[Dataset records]
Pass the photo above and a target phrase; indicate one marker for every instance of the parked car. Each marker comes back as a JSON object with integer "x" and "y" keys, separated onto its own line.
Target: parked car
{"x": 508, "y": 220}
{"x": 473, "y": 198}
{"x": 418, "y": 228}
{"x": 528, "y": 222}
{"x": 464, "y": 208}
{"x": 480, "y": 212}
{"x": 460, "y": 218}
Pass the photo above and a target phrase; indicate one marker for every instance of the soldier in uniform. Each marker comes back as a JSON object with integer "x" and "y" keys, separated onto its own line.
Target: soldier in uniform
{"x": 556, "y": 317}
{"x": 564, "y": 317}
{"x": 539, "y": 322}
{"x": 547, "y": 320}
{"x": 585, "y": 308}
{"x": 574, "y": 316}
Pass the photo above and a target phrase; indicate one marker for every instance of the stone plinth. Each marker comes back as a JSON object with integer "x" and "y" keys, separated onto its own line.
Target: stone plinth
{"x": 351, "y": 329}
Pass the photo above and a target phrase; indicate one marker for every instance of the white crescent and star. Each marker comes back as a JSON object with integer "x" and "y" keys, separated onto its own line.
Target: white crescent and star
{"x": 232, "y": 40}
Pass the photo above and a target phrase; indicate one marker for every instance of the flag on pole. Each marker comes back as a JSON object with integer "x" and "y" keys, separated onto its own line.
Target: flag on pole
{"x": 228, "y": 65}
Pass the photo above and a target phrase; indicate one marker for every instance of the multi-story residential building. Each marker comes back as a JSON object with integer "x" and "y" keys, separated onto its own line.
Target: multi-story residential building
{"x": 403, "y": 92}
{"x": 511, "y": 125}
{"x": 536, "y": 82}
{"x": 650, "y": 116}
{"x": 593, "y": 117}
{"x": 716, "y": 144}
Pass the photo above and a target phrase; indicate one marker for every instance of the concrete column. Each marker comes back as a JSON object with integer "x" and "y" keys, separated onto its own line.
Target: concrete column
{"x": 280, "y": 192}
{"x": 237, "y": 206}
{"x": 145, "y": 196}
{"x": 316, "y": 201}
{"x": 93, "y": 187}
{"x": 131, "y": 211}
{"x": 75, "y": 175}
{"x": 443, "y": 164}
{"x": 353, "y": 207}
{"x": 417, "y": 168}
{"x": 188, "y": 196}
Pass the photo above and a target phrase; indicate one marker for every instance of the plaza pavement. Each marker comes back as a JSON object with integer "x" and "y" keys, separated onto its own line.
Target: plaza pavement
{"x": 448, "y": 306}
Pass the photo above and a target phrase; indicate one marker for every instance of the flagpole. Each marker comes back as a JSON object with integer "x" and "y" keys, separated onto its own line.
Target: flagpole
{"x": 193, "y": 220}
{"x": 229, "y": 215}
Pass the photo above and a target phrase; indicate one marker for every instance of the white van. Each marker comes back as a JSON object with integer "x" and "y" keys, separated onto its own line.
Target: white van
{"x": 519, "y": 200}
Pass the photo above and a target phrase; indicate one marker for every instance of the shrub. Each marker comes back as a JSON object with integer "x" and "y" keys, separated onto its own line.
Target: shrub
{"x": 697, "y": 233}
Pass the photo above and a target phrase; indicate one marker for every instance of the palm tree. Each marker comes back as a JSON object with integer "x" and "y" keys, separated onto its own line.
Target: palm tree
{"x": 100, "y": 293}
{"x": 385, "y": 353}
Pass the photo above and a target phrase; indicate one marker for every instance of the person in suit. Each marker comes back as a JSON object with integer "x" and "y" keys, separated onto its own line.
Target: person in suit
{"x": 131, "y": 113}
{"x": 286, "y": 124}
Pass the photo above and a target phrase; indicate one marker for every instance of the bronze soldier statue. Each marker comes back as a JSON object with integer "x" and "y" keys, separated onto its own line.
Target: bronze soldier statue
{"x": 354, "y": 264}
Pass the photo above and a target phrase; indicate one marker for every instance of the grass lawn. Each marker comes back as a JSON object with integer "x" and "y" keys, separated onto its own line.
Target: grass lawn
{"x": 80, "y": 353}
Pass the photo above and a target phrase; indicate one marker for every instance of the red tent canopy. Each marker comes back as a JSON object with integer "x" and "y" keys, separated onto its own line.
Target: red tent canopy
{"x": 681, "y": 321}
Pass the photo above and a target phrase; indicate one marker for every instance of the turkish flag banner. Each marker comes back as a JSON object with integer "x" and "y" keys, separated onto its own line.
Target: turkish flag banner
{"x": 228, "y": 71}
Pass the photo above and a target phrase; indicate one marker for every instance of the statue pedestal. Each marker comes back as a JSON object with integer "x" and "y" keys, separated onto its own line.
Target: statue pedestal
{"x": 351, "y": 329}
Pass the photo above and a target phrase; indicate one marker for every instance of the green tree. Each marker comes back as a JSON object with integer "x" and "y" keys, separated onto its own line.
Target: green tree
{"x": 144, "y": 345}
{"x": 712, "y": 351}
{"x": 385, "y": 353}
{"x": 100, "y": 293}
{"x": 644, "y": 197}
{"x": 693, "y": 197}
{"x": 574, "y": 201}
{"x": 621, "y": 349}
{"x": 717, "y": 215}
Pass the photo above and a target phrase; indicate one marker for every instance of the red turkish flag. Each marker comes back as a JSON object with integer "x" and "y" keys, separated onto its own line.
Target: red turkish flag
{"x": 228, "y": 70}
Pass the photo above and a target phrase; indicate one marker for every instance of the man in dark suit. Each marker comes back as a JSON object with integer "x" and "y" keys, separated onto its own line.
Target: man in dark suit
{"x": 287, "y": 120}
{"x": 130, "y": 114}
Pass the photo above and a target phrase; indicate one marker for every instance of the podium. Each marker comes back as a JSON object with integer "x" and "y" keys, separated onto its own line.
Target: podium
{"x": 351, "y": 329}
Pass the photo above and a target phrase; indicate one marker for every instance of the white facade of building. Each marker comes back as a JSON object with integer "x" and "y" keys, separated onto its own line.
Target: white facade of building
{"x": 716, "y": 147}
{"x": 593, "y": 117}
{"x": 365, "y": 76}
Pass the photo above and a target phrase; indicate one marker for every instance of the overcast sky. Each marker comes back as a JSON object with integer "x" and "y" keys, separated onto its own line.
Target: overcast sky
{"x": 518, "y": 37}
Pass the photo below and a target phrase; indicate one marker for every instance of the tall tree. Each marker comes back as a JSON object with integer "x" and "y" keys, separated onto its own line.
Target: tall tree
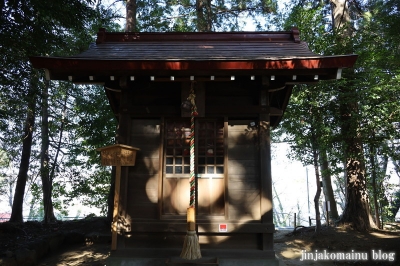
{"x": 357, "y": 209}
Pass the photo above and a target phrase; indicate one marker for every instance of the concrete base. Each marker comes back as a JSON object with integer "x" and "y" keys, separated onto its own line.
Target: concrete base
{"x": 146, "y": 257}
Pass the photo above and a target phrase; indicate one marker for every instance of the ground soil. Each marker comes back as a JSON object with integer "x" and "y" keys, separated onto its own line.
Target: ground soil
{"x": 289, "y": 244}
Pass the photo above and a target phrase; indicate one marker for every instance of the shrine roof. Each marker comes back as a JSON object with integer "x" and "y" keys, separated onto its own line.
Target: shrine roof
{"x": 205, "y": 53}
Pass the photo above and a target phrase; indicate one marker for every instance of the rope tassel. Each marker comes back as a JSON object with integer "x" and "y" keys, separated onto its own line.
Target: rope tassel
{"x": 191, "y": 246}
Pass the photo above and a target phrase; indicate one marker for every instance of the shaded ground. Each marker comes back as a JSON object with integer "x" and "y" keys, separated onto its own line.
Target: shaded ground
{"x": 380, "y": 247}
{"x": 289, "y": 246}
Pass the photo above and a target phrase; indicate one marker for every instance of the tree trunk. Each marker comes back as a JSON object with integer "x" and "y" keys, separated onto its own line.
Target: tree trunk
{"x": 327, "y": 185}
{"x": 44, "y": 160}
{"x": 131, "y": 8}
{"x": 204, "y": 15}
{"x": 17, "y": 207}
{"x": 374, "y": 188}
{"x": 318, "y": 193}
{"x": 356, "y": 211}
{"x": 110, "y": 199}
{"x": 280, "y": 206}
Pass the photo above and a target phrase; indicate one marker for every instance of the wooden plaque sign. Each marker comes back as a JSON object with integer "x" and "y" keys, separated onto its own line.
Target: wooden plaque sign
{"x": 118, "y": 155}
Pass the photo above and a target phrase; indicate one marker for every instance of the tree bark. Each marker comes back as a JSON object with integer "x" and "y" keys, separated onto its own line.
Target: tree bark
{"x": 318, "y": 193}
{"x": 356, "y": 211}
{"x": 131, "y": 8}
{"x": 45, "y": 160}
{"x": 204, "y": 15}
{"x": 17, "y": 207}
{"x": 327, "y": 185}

» WHAT IS BEING ASKED
A word-for-word restatement of the lines running from the one with "Target: shaded ground" to the last line of the records is the whole answer.

» FINISHED TASK
Target: shaded ground
{"x": 380, "y": 247}
{"x": 289, "y": 246}
Pass the photo above and a target phrase; indicate one marker for every instance of the tree trunk. Each marker comes back as a JSON object with integer "x" and "y" keys, separated onto its own line.
Target: tree trunk
{"x": 327, "y": 185}
{"x": 44, "y": 160}
{"x": 131, "y": 8}
{"x": 204, "y": 15}
{"x": 17, "y": 207}
{"x": 374, "y": 188}
{"x": 318, "y": 193}
{"x": 356, "y": 211}
{"x": 110, "y": 199}
{"x": 280, "y": 206}
Pass the photo above and a target phrase; indicate one marker for every instance of the wooden plaque sign. Each marker comes back as a JSON object with integer "x" and "y" keys, separated onto its own line.
Target: wooden plaque sign
{"x": 118, "y": 155}
Pass the photo above and a target phrase; indicate one marker for every instance of the tree bark. Each marker comes back as a JSON object with integer "x" and "y" keys, separated onto its own line.
Target: tree bark
{"x": 318, "y": 193}
{"x": 356, "y": 211}
{"x": 131, "y": 8}
{"x": 45, "y": 160}
{"x": 204, "y": 15}
{"x": 17, "y": 207}
{"x": 327, "y": 185}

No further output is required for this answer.